* **Your goal**
Reproduce every line of the data below without changing a single character.

--- BEGIN ---

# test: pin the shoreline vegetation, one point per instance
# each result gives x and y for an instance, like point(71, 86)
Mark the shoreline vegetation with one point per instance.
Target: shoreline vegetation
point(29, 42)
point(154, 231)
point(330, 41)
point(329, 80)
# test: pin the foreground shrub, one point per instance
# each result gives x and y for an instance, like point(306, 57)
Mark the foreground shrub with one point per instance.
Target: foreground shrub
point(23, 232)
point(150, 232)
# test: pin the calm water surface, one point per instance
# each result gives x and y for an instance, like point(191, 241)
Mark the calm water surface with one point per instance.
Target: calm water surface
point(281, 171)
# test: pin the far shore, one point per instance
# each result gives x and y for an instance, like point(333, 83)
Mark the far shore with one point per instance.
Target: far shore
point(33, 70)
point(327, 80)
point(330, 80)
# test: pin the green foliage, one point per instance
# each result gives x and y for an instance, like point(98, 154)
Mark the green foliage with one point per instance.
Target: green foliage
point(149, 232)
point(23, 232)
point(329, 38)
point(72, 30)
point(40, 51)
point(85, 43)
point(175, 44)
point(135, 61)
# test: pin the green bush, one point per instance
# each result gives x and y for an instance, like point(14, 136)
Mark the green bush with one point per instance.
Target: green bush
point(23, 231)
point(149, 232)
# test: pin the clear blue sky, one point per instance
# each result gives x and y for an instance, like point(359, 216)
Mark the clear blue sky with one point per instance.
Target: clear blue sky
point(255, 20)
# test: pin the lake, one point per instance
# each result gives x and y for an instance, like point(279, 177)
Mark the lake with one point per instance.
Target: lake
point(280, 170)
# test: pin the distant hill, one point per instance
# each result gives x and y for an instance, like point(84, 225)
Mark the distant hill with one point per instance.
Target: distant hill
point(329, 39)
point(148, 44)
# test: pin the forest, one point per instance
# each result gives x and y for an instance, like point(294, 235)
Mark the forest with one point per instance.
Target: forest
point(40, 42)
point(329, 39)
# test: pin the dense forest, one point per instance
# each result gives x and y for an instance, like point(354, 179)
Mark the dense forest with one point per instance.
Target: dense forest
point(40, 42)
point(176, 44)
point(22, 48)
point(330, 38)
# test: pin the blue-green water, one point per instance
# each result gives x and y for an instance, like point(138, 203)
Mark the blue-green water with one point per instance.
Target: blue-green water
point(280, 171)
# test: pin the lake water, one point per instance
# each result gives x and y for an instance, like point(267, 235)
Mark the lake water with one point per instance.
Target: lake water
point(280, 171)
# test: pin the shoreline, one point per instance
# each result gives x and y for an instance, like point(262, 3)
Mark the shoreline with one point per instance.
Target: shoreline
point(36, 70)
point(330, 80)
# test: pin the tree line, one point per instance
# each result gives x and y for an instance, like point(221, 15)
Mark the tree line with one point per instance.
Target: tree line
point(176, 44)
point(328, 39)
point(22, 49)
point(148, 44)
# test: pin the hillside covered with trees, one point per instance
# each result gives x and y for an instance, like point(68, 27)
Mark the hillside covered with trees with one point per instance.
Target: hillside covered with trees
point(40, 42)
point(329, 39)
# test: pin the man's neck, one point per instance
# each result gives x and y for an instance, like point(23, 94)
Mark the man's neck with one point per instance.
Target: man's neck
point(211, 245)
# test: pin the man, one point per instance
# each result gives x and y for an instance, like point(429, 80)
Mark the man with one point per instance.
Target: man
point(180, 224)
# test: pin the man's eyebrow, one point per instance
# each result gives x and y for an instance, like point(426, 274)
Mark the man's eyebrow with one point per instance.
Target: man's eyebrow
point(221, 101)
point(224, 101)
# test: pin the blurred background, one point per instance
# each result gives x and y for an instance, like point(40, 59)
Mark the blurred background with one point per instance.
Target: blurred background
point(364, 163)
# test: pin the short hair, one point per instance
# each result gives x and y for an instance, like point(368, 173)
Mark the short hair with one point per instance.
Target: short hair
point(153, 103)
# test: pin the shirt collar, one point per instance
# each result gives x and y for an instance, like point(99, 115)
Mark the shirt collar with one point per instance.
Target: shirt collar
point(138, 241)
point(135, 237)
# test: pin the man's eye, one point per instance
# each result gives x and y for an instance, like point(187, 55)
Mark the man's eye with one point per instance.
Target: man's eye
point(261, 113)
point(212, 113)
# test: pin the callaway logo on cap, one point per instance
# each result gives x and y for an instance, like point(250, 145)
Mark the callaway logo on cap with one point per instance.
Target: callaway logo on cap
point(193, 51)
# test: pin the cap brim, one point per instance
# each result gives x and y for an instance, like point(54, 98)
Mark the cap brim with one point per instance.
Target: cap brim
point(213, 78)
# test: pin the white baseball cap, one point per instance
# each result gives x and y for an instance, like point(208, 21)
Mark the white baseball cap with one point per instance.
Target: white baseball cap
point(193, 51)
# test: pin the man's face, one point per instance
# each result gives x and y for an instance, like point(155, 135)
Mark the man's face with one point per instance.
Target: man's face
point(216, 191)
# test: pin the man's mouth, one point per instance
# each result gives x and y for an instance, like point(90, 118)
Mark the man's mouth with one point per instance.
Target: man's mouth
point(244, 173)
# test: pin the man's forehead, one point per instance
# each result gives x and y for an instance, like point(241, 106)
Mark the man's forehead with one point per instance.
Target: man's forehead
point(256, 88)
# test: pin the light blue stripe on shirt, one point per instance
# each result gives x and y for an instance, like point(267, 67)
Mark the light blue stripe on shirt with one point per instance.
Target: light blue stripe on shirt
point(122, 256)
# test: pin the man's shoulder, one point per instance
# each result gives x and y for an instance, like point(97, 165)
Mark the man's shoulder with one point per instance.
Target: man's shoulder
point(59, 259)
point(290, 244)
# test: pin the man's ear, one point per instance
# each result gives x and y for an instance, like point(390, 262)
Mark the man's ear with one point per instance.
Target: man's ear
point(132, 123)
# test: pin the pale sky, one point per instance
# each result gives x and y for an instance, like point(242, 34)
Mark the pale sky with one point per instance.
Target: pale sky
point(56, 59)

--- END ---

* **Exercise response**
# test: pin the shoreline vegetation, one point per instance
# each result gives x and y for an instance, like point(71, 86)
Mark the shoreline vegetation with one point per instance.
Target: shoreline vegetation
point(29, 42)
point(154, 231)
point(330, 41)
point(329, 80)
# test: pin the foreground shrub, one point per instance
# each result gives x and y for an instance, like point(306, 57)
Mark the foreground shrub with one point per instance.
Target: foreground shrub
point(23, 232)
point(150, 232)
# test: pin the calm water surface, one point per instance
# each result gives x and y for an instance, like point(191, 241)
Mark the calm water surface with one point per instance.
Target: calm water surface
point(281, 171)
# test: pin the far shore, one point per instance
# each result gives x and y for an instance, like point(333, 83)
Mark the far shore with one point per instance.
Target: far shore
point(33, 70)
point(327, 80)
point(330, 80)
# test: pin the green foliage, one point per instance
# each result gives x and y for an instance, like point(98, 154)
Mark the green foliage with one point per instance.
Target: green foliage
point(149, 232)
point(23, 232)
point(329, 38)
point(72, 30)
point(40, 51)
point(85, 43)
point(175, 44)
point(135, 61)
# test: pin the green bush, one point per instance
# each result gives x and y for an instance, like point(14, 136)
Mark the green bush with one point per instance.
Target: green bush
point(23, 231)
point(149, 232)
# test: pin the clear blue sky, one point per instance
# each result gives x and y for an instance, like point(359, 216)
Mark the clear blue sky with one point per instance.
Target: clear blue sky
point(255, 20)
# test: pin the lake, one point per instance
# each result gives x and y for an instance, like point(279, 177)
Mark the lake with one point per instance.
Target: lake
point(280, 170)
# test: pin the distant hill, one point per instance
# each result gives x and y for an instance, like point(84, 225)
Mark the distant hill with one point per instance.
Target: distant hill
point(329, 39)
point(148, 44)
# test: pin the forest, one point per instance
# each result gives x and y for an instance, like point(294, 235)
Mark the forest with one point per instance.
Target: forest
point(40, 42)
point(329, 39)
# test: pin the dense forest, one point per instance
# each result gives x and y for an instance, like point(354, 179)
Mark the dense forest with one point per instance.
Target: dense forest
point(40, 42)
point(176, 44)
point(22, 48)
point(330, 38)
# test: pin the blue-green water, one point per instance
# each result gives x and y for an instance, like point(138, 203)
Mark the blue-green water with one point per instance.
Target: blue-green water
point(280, 171)
# test: pin the lake water, one point per instance
# each result gives x and y for an instance, like point(267, 235)
Mark the lake water with one point per instance.
Target: lake water
point(280, 171)
# test: pin the shoreline, one point per instance
# each result gives x and y for an instance, like point(262, 3)
Mark the shoreline with one point per instance.
Target: shoreline
point(36, 70)
point(330, 80)
# test: pin the tree line, one point per instance
# each result gives x and y for an instance, like point(221, 15)
Mark the tree line with one point per instance.
Target: tree line
point(176, 44)
point(328, 39)
point(22, 49)
point(148, 44)
# test: pin the hillside covered with trees, one point per instance
# each result gives x and y for an instance, like point(68, 27)
Mark the hillside covered with trees with one point per instance.
Target: hillside covered with trees
point(40, 42)
point(329, 39)
# test: pin the man's neck, one point per instance
# each result gives x and y for an instance, like point(23, 94)
Mark the man's neck with one point per instance.
Target: man's neck
point(211, 245)
# test: pin the man, one point per instance
# each result gives x and y for an instance, like point(429, 80)
Mark the man with one point per instance.
Target: man
point(180, 224)
# test: pin the man's eyebrow, one point per instance
# each result gives x and y for an instance, like point(426, 274)
Mark the man's eyebrow with one point per instance.
Target: man's eyebrow
point(221, 101)
point(224, 101)
# test: pin the blurred background, one point per instance
# each result gives x and y for an instance, like point(40, 59)
Mark the blurred background with one point per instance.
Target: blurred background
point(364, 163)
# test: pin the short hair, one point per instance
# each result gives x and y for an instance, like point(368, 173)
Mark the short hair with one point per instance.
Target: short hair
point(153, 103)
# test: pin the shirt collar, one point per instance
# each result gives x and y for an instance, like point(99, 115)
Mark the shirt collar with one point per instance.
Target: shirt collar
point(138, 241)
point(135, 237)
# test: pin the man's eye, one point per instance
# each result gives x and y for an instance, like point(187, 55)
Mark the man's eye with one point per instance.
Target: man's eye
point(261, 113)
point(212, 113)
# test: pin the callaway logo on cap, one point per instance
# each result gives x and y for an instance, like point(250, 145)
Mark the callaway logo on cap with one point per instance.
Target: callaway logo on cap
point(193, 51)
# test: pin the cap brim, one point per instance
# each result gives x and y for an instance, like point(54, 98)
Mark the cap brim with one point per instance.
Target: cap brim
point(213, 78)
# test: pin the white baseball cap, one point per instance
# each result gives x and y for an instance, like point(208, 21)
Mark the white baseball cap with one point per instance.
Target: white baseball cap
point(193, 51)
# test: pin the man's face, one point per instance
# each result gives x and y for an instance, like point(155, 135)
Mark the man's face with one point per instance.
Target: man's face
point(216, 191)
# test: pin the man's mouth, one point per instance
# each result gives x and y for an instance, like point(90, 118)
Mark the man's mouth with one point per instance.
Target: man's mouth
point(244, 173)
# test: pin the man's forehead, one point per instance
# each result gives x and y for an instance, like point(241, 106)
Mark the man's forehead with one point per instance.
Target: man's forehead
point(256, 88)
# test: pin the light blue stripe on shirt, one point per instance
# each result gives x and y for an instance, like point(267, 67)
Mark the light blue stripe on shirt with one point per instance.
Target: light blue stripe on shirt
point(122, 256)
# test: pin the man's shoulder, one point per instance
# each result gives x and y for an instance, like point(97, 165)
Mark the man's shoulder with one point per instance.
Target: man's shoulder
point(59, 259)
point(290, 244)
# test: pin the man's ear, one point per instance
# each result gives x and y for an instance, like point(390, 262)
Mark the man's ear with one point per instance.
Target: man's ear
point(132, 123)
# test: pin the pale sky, one point per instance
# each result gives x and y for an instance, like point(242, 34)
Mark the pale sky with one point per instance.
Target: pale sky
point(56, 59)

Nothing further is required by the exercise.